WHAT THIS TASK INVOLVES: Please output every line of the listing below as a JSON list of strings, one string per line, skipping blank lines and leaving out the pictures.

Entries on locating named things
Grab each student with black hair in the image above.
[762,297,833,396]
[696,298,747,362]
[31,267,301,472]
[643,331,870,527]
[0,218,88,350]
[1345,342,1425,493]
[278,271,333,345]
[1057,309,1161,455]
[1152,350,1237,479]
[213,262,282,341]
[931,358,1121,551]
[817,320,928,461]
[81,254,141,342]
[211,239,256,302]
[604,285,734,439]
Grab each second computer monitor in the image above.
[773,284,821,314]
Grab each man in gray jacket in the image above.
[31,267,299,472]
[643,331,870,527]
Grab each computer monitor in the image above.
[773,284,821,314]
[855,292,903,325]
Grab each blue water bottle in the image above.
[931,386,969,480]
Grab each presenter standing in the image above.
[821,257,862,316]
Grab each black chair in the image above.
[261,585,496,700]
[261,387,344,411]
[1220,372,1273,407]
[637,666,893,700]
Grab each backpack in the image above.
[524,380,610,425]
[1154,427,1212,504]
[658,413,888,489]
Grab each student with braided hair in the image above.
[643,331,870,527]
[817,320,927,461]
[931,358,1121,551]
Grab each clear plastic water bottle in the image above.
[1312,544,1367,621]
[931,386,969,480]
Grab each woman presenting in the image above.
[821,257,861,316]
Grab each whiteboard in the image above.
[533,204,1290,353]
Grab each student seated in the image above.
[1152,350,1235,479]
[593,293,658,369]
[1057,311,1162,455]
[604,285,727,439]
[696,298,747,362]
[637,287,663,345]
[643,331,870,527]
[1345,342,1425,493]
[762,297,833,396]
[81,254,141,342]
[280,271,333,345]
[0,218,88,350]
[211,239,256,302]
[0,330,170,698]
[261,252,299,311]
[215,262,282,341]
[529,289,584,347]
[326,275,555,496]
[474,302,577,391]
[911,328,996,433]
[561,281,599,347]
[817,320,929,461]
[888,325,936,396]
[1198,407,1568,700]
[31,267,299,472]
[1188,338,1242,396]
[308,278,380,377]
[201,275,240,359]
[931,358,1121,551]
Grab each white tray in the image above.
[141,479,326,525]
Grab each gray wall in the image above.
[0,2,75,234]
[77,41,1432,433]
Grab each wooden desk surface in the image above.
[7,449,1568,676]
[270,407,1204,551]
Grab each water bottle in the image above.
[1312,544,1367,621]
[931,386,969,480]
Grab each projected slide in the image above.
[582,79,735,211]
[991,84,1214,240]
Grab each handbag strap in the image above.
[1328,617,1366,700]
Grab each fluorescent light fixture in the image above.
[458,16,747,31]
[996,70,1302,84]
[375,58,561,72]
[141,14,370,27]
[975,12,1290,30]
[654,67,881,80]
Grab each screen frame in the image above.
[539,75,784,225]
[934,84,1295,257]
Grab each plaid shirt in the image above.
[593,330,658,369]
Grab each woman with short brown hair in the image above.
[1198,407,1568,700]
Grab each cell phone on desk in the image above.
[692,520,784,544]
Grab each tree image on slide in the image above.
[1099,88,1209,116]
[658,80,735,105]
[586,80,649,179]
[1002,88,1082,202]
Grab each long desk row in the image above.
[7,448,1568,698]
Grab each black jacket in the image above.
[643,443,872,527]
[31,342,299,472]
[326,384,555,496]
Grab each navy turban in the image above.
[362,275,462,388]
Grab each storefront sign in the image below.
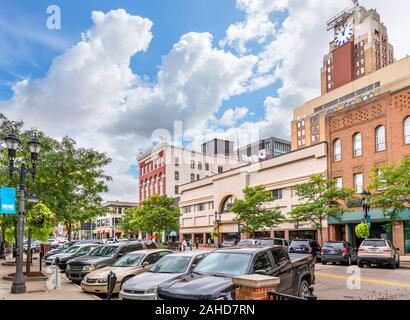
[0,188,16,214]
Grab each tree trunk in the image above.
[26,228,33,276]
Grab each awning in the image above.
[327,208,410,224]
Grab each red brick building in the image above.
[326,86,410,254]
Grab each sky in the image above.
[0,0,410,201]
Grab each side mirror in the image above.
[255,270,267,276]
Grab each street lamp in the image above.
[4,132,41,293]
[362,189,372,222]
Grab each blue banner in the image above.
[0,188,16,214]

RESPONSE:
[
  "Grab each student with black hair in the image above.",
  "[762,297,833,396]",
  "[696,298,747,362]",
  "[31,267,301,472]",
  "[643,331,870,527]",
  "[0,218,88,350]",
  "[1345,342,1425,493]",
  "[278,271,333,345]",
  "[1057,309,1161,455]",
  "[1152,350,1237,479]",
  "[213,262,282,341]",
  "[931,358,1121,551]",
  "[817,320,928,461]",
  "[81,254,141,342]",
  "[211,239,256,302]",
  "[604,285,734,439]",
  "Grab each second computer monitor in the image above.",
  "[773,284,821,314]",
  "Grab each man in gray jacket in the image above.",
  "[31,267,299,472]",
  "[643,331,870,527]",
  "Grab each computer monitor in the image above.",
  "[773,284,821,314]",
  "[855,292,903,325]",
  "Grab each blue water bottle in the image above.",
  "[931,386,969,480]",
  "Grab each presenter standing in the image above.",
  "[821,257,862,316]",
  "Grab each black chair in the image above.",
  "[261,585,496,700]",
  "[261,387,344,411]",
  "[1220,372,1273,407]",
  "[637,666,893,700]",
  "Grab each backpack in the image above.",
  "[524,380,610,425]",
  "[1154,427,1212,504]",
  "[658,413,888,489]",
  "Grab each student with braided hair in the image above.",
  "[643,331,870,527]",
  "[817,320,927,461]",
  "[931,358,1121,551]",
  "Grab each clear plastic water bottle in the image above.",
  "[1312,544,1367,621]",
  "[931,386,969,480]",
  "Grab each woman presenting in the image above.",
  "[821,257,861,316]",
  "Grab each whiteboard in the image above.",
  "[533,204,1290,353]",
  "Grab each student seated in the image above.",
  "[1152,350,1235,479]",
  "[593,293,658,369]",
  "[1057,311,1162,455]",
  "[604,285,727,439]",
  "[696,298,747,362]",
  "[637,287,663,345]",
  "[643,331,870,527]",
  "[1345,342,1425,493]",
  "[762,297,833,396]",
  "[81,254,141,342]",
  "[280,271,333,345]",
  "[0,218,88,350]",
  "[211,239,256,302]",
  "[0,330,170,698]",
  "[261,252,299,311]",
  "[215,262,282,341]",
  "[529,289,584,347]",
  "[326,275,555,496]",
  "[474,302,577,391]",
  "[911,328,996,433]",
  "[561,281,599,347]",
  "[817,320,929,461]",
  "[888,325,936,396]",
  "[1198,407,1568,700]",
  "[31,267,299,472]",
  "[1188,338,1242,396]",
  "[308,278,380,377]",
  "[201,275,240,359]",
  "[931,358,1121,551]",
  "Grab each white tray in the image above.",
  "[141,479,326,525]",
  "Grab each gray wall in the image above.",
  "[0,2,75,234]",
  "[77,41,1432,433]",
  "Grab each wooden desk surface in the image above.",
  "[7,449,1568,676]",
  "[270,407,1204,551]",
  "Grab each water bottle in the image above.",
  "[1312,544,1367,621]",
  "[931,386,969,480]",
  "Grab each projected slide in the image above.",
  "[582,79,735,211]",
  "[991,84,1214,240]",
  "Grab each handbag strap in the image above.",
  "[1328,617,1366,700]",
  "Grab each fluorescent light fixture in the image above.",
  "[458,16,747,31]",
  "[996,70,1302,84]",
  "[375,58,561,72]",
  "[141,14,370,27]",
  "[975,12,1290,30]",
  "[654,67,881,80]",
  "Grab each screen frame in the image above.",
  "[539,75,784,225]",
  "[934,84,1295,257]",
  "Grab each plaid shirt in the image above.",
  "[593,330,658,369]",
  "Grab each woman with short brown hair in the image above.",
  "[1198,407,1568,700]",
  "Grab each cell phone on desk in the image above.",
  "[692,520,784,544]",
  "Grab each tree image on slide in the image above.",
  "[1099,88,1209,116]",
  "[658,80,735,105]",
  "[586,80,649,179]",
  "[1002,88,1082,202]",
  "Grab each long desk row in the image above.",
  "[7,448,1568,698]",
  "Grab each black jacket in the image above.",
  "[643,443,872,527]",
  "[31,342,299,472]",
  "[326,384,555,496]",
  "Grab each navy turban in the image above.",
  "[362,275,462,388]",
  "Grab each storefront sign in the image below.",
  "[0,188,16,214]",
  "Grab each tree trunk in the image above.",
  "[26,228,33,276]",
  "Grab each awning in the image above.",
  "[327,208,410,224]",
  "Grab each red brick building in the image above.",
  "[326,86,410,254]",
  "Grab each sky in the image above.",
  "[0,0,410,201]",
  "Grab each side mirror in the image above.",
  "[255,270,267,276]",
  "Grab each street lamp in the image above.",
  "[4,132,41,293]",
  "[362,189,372,222]",
  "Grab each blue banner in the image above.",
  "[0,188,16,214]"
]